## Problem description
Copy out each line below that has the word "jersey" in it.
Data under study Start Marker
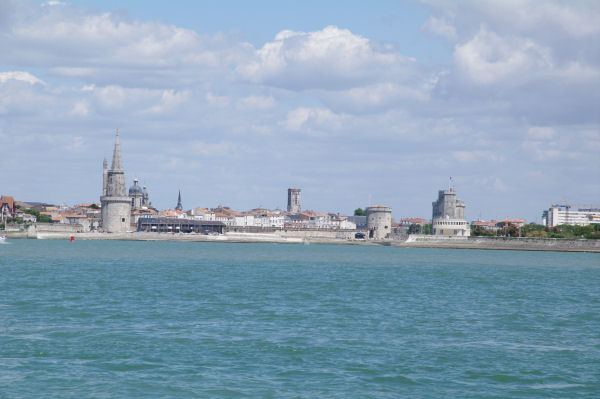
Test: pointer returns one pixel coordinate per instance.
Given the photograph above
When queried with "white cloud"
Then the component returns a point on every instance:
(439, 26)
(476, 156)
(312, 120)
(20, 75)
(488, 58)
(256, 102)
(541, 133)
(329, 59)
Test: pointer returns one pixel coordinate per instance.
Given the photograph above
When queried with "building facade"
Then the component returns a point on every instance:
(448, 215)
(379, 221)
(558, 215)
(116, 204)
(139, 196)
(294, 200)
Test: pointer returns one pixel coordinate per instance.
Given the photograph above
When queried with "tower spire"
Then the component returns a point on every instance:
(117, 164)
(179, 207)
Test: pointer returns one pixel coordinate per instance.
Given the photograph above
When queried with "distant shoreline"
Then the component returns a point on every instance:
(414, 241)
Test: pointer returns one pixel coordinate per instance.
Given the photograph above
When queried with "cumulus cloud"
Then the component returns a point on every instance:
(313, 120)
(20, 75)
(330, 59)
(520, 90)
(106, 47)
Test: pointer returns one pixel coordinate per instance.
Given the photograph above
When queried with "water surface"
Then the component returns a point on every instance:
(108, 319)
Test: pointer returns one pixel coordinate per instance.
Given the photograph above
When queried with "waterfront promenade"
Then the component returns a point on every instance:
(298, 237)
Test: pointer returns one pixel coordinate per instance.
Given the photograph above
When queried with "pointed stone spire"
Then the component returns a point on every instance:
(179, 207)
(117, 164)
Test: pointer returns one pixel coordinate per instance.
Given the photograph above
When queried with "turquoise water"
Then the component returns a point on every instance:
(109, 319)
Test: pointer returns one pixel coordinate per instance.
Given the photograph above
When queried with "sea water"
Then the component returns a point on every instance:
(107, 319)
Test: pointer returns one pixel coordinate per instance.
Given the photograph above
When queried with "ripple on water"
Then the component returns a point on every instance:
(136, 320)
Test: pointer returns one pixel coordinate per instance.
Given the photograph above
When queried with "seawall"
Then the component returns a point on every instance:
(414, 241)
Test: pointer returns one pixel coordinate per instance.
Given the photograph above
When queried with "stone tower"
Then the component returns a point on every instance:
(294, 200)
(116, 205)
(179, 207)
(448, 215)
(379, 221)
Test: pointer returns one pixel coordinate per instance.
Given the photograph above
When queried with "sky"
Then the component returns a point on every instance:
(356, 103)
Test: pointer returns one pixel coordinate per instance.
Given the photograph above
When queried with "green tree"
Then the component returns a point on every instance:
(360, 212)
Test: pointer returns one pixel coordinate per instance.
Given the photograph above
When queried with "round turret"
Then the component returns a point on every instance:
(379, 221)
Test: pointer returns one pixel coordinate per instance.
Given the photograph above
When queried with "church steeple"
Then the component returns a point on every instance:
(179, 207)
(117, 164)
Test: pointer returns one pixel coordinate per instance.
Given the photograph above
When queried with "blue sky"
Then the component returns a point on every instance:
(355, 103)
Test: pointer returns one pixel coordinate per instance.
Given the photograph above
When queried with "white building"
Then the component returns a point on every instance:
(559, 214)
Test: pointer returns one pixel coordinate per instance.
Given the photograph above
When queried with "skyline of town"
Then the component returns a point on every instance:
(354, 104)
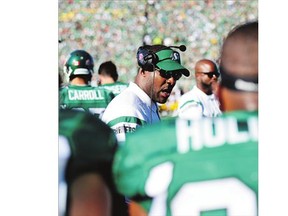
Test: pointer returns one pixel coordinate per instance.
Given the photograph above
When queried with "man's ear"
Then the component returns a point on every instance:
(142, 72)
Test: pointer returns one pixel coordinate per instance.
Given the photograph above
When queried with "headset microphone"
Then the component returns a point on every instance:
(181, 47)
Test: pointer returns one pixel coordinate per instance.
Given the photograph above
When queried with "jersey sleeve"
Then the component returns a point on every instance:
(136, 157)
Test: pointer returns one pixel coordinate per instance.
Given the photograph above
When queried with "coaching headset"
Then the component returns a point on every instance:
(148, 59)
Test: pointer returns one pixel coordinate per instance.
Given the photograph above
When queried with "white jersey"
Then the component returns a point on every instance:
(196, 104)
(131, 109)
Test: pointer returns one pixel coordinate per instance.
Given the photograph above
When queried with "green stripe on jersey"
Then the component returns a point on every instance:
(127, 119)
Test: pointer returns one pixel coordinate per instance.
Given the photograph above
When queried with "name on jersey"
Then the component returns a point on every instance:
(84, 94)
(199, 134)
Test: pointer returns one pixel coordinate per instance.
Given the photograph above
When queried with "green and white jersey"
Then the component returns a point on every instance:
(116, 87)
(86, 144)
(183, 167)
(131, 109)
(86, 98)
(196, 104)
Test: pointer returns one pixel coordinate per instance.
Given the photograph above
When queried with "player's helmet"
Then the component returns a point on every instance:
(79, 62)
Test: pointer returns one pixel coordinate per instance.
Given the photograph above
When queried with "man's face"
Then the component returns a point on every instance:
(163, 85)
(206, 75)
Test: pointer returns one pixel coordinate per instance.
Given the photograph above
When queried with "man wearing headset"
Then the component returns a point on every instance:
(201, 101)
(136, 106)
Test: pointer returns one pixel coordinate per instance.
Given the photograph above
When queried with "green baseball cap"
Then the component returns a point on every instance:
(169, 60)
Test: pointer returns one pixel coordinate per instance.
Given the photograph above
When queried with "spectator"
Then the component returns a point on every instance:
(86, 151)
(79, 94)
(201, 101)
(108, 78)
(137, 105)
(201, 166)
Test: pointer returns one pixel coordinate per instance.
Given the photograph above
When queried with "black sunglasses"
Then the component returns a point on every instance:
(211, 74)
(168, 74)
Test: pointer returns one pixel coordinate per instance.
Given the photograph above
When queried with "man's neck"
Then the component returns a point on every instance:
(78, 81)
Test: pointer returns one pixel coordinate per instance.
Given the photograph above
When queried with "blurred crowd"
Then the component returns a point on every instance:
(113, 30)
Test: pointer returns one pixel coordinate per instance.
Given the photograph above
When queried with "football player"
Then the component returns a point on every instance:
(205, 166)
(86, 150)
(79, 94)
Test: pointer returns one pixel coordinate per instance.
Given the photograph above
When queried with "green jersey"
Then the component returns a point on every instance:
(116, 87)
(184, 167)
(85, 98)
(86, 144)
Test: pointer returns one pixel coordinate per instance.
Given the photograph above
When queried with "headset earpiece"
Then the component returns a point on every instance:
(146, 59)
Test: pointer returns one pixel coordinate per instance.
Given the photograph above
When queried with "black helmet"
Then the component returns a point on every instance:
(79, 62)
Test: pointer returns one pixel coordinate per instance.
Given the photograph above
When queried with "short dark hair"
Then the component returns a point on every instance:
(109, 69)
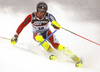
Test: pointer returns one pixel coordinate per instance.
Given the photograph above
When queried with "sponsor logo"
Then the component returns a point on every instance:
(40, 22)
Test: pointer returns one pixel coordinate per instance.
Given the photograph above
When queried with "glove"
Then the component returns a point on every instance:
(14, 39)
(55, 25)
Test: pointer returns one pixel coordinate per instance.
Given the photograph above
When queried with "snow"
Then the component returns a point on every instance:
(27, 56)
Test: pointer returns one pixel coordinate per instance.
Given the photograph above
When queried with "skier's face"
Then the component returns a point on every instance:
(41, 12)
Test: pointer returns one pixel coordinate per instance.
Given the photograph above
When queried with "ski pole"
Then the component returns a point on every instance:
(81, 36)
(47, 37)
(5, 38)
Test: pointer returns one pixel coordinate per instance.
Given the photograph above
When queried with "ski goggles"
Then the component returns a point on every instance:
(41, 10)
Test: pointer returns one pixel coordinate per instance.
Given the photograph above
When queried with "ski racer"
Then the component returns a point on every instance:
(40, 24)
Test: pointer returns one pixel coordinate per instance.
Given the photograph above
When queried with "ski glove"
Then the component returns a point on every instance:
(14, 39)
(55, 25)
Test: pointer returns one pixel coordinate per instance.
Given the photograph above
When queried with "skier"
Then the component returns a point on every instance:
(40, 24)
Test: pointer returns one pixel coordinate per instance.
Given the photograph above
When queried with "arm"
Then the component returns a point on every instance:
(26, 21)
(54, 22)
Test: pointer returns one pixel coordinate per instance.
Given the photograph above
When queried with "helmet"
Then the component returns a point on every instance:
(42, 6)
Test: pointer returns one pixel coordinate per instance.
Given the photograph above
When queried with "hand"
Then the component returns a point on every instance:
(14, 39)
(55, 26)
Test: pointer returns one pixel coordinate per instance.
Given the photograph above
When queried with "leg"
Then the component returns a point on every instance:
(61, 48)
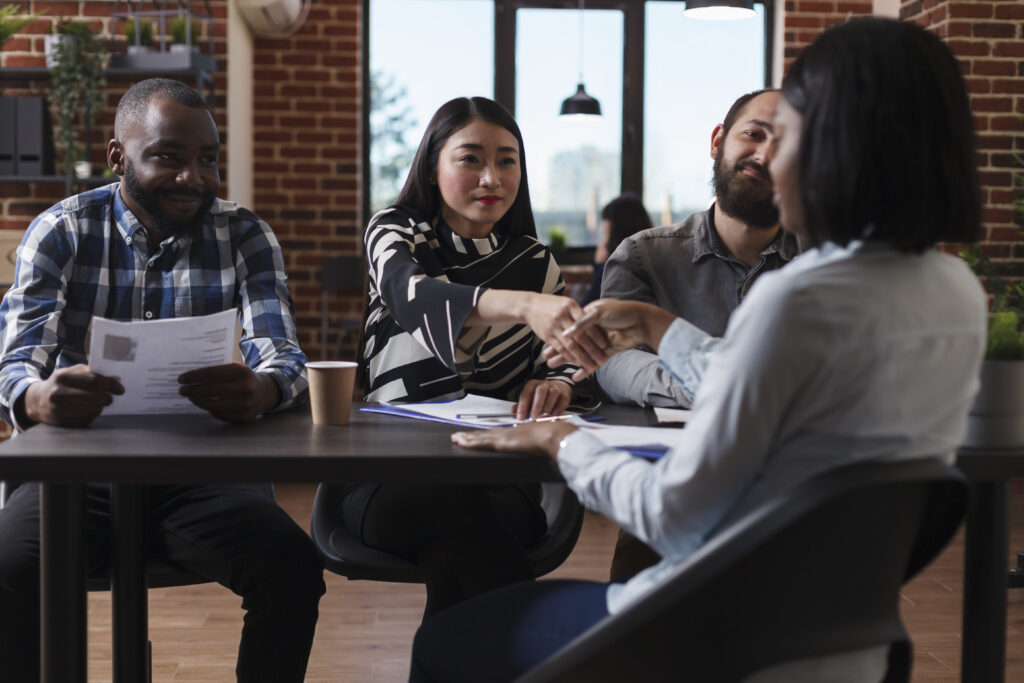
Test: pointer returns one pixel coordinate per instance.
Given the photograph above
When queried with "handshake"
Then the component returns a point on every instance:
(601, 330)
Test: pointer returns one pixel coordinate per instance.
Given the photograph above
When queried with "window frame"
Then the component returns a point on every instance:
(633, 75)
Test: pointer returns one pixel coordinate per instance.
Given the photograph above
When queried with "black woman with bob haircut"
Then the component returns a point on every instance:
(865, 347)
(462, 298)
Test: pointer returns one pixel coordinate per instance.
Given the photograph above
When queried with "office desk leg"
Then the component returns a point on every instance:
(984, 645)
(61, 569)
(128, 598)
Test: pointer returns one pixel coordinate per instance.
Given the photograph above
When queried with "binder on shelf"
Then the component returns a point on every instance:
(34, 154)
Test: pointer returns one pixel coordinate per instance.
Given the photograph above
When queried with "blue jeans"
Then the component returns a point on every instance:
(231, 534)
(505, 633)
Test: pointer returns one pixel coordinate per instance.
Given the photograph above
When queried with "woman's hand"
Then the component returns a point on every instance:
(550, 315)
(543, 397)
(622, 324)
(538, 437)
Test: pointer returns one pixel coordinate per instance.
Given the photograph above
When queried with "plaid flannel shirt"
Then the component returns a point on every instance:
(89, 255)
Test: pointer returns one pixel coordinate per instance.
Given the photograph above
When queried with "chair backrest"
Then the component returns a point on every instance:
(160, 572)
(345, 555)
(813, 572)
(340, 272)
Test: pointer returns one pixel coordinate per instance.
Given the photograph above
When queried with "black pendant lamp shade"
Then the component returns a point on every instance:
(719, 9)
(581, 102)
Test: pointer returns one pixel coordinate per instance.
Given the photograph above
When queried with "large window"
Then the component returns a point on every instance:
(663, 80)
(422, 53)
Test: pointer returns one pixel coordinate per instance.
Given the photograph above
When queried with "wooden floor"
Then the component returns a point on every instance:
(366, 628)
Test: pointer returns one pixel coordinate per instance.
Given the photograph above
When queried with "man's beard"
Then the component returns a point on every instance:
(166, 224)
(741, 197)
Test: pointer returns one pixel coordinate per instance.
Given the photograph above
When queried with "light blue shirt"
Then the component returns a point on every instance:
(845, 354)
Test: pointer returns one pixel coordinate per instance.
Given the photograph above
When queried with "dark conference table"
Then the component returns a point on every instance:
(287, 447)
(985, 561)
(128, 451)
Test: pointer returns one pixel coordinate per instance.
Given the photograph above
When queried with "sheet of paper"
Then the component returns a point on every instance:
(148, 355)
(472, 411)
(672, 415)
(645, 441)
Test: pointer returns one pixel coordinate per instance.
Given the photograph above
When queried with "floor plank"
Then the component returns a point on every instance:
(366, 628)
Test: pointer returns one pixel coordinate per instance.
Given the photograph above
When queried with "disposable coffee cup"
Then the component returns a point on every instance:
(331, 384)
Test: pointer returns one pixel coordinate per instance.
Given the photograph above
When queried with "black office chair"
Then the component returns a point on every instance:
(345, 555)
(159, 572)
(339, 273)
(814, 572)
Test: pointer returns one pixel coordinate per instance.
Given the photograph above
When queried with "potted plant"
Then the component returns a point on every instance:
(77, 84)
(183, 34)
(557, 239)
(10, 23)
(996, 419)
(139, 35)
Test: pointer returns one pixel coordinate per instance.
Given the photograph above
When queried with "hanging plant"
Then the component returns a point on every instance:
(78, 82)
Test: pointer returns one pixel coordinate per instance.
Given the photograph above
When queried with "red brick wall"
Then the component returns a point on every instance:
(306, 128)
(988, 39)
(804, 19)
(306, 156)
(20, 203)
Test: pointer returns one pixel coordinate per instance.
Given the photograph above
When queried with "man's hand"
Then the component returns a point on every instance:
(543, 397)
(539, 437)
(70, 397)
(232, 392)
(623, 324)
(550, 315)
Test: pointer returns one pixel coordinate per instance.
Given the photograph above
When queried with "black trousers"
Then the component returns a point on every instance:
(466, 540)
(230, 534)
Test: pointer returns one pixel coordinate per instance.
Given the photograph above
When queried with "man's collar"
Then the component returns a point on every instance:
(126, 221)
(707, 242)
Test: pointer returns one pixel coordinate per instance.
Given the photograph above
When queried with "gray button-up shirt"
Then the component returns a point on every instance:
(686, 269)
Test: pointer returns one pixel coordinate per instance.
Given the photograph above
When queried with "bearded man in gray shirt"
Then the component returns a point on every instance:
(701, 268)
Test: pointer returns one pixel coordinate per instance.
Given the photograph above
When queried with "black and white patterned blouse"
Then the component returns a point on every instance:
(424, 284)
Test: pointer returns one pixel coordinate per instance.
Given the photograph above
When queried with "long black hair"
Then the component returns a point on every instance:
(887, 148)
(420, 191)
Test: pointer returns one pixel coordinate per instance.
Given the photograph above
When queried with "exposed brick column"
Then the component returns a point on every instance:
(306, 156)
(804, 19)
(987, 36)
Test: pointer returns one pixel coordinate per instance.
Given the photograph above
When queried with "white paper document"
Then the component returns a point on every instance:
Data under study End Marker
## Task response
When queried with "jersey sleeve"
When queried with "white jersey"
When queried with "green stripe on jersey"
When queried with "name on jersey"
When queried with "green and white jersey"
When queried with "green jersey"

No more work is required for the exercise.